ATIVIDADE >> No excerto sobre o hospital de Kaga Bandoro, quem fazia a cirurgia no bloco operatório?

3. Algo parecido com a roleta russa. Uma vez fui fazer umas formações a uma cidade longínqua no norte do país, que se chama Kaga Bandoro. Deve ser a 4a ou 5a cidade da RCA. As formações eram mais na área do trauma, catástrofe, gestão de multi-vítimas pois era uma zona bastante perigosa. Mas entrei no bloco operatório só para dar uma “vista de olhos”… E fiquei incrédulo. Quem fazia a cirurgia era um estudante de medicina do último ano, sem nenhum médico formado ao lado, e quem fazia a anestesia era…. ninguém! Alguém ia dando Ketamina à sorte, e às vezes mediam as tensões arteriais e mais nada! Sem monitorização da frequência cardíaca, ou da saturação de oxigénio, sem conhecimentos nenhuns, a doente podia parar de respirar que ninguém notaria… Isto era o hospital principal da cidade, onde a vida das pessoas está entregue ao acaso…

4. Simplesmente morrem.

Dados de máscaras de segmentação
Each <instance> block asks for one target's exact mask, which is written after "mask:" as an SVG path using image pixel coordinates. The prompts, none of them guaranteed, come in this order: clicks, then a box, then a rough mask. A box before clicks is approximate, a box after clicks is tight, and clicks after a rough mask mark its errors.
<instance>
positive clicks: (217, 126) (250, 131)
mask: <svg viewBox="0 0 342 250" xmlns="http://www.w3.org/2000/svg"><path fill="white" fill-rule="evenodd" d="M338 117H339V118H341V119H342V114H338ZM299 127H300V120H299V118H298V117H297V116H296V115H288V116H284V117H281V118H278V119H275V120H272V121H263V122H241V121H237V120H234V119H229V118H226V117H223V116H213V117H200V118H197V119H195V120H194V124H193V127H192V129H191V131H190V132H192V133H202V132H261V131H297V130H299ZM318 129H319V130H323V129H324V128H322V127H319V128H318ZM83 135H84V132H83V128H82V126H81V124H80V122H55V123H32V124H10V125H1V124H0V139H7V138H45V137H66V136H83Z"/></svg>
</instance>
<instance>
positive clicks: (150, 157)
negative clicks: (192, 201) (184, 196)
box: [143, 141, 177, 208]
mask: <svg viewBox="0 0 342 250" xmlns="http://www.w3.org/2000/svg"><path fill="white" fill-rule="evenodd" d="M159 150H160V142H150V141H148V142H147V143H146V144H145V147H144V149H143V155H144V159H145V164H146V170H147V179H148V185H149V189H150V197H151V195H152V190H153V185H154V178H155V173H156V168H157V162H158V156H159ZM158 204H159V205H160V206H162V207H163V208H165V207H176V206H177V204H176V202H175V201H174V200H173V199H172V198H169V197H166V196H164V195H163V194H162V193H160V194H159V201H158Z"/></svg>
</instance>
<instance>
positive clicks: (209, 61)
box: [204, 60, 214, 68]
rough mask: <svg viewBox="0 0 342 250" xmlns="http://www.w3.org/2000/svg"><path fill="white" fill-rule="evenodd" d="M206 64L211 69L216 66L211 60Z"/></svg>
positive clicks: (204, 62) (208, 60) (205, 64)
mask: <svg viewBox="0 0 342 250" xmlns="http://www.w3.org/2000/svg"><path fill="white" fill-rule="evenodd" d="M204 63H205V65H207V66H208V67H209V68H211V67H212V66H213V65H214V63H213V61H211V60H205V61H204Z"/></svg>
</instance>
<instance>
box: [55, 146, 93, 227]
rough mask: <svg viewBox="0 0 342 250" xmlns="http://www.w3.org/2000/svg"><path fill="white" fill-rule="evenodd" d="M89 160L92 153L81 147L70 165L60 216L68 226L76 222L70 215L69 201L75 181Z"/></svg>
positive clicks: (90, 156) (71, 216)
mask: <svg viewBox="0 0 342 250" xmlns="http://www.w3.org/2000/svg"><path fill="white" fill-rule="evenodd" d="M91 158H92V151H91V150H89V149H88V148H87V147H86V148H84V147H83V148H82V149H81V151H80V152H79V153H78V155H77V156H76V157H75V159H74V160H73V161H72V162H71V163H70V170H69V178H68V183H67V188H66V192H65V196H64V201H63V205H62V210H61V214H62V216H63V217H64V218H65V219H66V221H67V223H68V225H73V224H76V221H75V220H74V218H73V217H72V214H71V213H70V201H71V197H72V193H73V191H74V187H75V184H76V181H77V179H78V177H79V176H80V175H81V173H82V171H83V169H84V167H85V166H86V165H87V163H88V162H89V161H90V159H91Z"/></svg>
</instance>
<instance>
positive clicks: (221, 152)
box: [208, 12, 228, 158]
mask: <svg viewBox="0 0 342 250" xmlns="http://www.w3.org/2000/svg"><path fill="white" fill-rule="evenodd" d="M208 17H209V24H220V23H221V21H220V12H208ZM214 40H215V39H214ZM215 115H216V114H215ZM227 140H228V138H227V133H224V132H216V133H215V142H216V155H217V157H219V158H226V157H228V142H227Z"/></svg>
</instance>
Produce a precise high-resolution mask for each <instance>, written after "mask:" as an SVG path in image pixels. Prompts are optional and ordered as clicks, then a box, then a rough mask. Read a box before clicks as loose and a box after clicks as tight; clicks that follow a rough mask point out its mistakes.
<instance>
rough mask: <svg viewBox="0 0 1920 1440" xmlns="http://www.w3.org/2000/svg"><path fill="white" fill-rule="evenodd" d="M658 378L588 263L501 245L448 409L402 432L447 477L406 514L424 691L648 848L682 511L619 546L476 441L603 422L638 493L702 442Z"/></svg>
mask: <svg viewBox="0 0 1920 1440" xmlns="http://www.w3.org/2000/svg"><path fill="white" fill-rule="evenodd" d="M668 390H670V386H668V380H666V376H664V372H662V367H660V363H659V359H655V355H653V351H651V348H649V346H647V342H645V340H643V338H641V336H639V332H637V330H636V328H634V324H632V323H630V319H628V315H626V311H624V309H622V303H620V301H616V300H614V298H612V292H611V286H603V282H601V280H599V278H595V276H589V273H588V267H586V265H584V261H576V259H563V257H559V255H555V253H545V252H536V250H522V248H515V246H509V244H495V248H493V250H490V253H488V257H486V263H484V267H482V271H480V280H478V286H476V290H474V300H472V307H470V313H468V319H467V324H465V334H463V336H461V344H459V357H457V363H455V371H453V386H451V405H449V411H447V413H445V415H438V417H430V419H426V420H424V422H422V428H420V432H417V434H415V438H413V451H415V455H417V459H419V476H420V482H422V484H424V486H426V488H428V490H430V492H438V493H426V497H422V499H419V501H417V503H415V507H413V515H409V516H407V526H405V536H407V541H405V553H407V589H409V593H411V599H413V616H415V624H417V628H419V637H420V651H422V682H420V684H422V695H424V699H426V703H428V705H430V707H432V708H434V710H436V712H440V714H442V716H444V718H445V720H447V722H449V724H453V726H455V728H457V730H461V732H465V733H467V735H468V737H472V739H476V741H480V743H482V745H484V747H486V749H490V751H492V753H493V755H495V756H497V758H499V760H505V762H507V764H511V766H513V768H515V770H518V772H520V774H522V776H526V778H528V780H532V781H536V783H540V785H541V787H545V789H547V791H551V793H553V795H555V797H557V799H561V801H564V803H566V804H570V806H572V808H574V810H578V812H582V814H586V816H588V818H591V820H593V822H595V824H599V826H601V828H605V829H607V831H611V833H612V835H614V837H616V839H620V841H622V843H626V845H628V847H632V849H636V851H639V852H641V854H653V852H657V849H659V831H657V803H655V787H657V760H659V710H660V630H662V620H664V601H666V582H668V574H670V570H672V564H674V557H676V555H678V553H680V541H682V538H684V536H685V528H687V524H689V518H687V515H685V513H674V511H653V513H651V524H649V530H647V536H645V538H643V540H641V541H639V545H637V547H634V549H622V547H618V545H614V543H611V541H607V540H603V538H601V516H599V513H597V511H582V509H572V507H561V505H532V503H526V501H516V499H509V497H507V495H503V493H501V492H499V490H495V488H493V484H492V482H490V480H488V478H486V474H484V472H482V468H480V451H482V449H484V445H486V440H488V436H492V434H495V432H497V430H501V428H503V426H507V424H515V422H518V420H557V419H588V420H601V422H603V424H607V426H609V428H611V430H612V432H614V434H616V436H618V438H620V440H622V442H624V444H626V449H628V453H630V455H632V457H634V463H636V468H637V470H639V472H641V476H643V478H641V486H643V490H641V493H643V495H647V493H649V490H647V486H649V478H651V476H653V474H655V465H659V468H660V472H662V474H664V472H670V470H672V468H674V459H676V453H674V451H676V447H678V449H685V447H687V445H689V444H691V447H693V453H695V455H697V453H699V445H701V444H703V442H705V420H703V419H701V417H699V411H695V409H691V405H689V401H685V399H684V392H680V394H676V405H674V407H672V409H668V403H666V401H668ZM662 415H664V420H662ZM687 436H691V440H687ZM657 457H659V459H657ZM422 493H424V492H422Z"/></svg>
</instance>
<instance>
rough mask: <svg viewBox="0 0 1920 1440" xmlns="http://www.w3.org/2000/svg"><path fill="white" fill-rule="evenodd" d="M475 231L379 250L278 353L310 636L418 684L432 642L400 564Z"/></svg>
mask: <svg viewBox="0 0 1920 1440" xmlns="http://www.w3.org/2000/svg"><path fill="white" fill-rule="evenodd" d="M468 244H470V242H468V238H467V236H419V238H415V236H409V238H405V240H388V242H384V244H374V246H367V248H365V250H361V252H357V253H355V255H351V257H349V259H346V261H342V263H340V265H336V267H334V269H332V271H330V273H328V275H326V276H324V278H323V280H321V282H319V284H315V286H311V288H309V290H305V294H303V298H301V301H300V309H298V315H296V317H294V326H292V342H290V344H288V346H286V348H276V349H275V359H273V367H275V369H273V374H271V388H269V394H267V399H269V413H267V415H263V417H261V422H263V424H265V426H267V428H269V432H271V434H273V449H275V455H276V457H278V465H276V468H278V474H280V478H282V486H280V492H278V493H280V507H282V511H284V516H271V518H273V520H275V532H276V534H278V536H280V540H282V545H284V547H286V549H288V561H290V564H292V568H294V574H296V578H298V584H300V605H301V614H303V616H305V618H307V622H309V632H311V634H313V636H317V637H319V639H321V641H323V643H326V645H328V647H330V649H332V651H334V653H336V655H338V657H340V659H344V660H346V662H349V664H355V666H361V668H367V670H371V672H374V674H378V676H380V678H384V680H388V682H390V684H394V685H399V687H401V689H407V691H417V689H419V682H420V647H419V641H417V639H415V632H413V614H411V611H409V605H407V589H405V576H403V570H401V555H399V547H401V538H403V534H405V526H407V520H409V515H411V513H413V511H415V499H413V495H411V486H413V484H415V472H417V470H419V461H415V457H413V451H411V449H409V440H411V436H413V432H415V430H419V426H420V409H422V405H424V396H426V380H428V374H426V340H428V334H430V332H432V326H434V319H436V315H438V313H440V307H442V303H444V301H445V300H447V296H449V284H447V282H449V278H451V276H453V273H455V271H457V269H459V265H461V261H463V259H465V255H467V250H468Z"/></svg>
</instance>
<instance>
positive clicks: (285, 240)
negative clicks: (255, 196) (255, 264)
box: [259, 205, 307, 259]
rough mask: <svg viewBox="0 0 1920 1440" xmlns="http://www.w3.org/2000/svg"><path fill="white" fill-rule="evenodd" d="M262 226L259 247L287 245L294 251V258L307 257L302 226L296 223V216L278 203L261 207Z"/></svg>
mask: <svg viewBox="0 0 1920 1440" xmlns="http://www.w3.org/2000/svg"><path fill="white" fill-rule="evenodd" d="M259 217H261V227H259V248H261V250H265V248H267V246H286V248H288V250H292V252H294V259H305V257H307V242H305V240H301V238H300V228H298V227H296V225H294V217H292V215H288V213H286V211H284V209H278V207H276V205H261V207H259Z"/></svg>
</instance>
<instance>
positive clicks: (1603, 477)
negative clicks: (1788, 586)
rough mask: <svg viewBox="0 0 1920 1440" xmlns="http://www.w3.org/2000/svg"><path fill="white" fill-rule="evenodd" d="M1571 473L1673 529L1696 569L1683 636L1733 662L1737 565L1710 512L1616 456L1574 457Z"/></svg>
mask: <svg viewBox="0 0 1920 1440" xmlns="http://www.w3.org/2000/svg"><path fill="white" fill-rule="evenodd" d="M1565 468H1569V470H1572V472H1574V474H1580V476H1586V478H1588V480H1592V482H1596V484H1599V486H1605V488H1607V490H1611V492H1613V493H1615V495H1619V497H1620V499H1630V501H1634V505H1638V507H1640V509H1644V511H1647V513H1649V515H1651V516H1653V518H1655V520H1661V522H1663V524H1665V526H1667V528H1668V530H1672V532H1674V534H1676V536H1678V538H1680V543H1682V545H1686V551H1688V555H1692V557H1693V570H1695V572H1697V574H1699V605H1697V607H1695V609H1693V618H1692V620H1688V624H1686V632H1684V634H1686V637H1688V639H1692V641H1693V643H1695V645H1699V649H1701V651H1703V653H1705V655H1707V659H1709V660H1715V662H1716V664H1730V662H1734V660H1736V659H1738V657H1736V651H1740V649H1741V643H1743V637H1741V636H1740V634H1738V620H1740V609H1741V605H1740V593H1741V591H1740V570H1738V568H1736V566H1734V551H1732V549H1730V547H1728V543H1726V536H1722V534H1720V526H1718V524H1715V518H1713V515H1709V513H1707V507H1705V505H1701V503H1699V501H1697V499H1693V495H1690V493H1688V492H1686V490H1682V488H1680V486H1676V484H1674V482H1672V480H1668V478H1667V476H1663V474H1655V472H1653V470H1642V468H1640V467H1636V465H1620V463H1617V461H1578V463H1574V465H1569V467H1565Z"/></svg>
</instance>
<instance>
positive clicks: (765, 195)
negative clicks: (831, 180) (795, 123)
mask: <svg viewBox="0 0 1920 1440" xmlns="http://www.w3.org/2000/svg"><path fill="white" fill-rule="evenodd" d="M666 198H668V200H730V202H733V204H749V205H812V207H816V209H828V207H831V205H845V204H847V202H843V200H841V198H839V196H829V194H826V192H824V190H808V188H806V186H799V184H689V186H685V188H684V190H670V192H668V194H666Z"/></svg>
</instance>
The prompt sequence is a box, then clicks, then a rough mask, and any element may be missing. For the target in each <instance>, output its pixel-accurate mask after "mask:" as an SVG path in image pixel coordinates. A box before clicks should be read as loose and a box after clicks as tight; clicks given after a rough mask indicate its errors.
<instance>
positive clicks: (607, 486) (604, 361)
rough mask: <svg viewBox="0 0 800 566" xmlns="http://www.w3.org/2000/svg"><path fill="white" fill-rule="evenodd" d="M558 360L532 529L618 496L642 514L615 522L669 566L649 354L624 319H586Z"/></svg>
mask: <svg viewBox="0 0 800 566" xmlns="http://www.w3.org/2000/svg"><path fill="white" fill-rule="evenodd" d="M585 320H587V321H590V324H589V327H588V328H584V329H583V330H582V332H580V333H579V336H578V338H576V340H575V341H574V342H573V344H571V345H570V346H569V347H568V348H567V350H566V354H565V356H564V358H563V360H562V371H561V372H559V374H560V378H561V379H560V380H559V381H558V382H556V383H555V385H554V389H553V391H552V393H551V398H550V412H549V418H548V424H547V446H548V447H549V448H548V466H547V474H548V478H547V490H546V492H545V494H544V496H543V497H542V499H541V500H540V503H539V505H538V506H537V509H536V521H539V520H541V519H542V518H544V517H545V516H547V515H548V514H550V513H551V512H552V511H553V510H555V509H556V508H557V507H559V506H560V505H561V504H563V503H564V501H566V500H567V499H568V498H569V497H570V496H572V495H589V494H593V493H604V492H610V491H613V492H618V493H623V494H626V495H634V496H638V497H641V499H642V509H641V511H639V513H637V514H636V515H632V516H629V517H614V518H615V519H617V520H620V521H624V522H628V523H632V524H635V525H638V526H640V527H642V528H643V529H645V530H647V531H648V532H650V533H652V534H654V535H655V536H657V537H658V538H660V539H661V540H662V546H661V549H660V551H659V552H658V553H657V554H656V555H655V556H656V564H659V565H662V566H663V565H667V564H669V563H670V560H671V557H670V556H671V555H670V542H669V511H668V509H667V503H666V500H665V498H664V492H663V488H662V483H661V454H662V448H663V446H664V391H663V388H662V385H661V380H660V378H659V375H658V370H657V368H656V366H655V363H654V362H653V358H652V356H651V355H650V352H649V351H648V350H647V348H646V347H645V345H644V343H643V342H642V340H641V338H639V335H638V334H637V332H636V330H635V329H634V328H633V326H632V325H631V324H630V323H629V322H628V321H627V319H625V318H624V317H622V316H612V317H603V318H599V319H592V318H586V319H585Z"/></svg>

RESULTADO >> Um estudante de medicina do último ano, sem nenhum médico formado ao lado.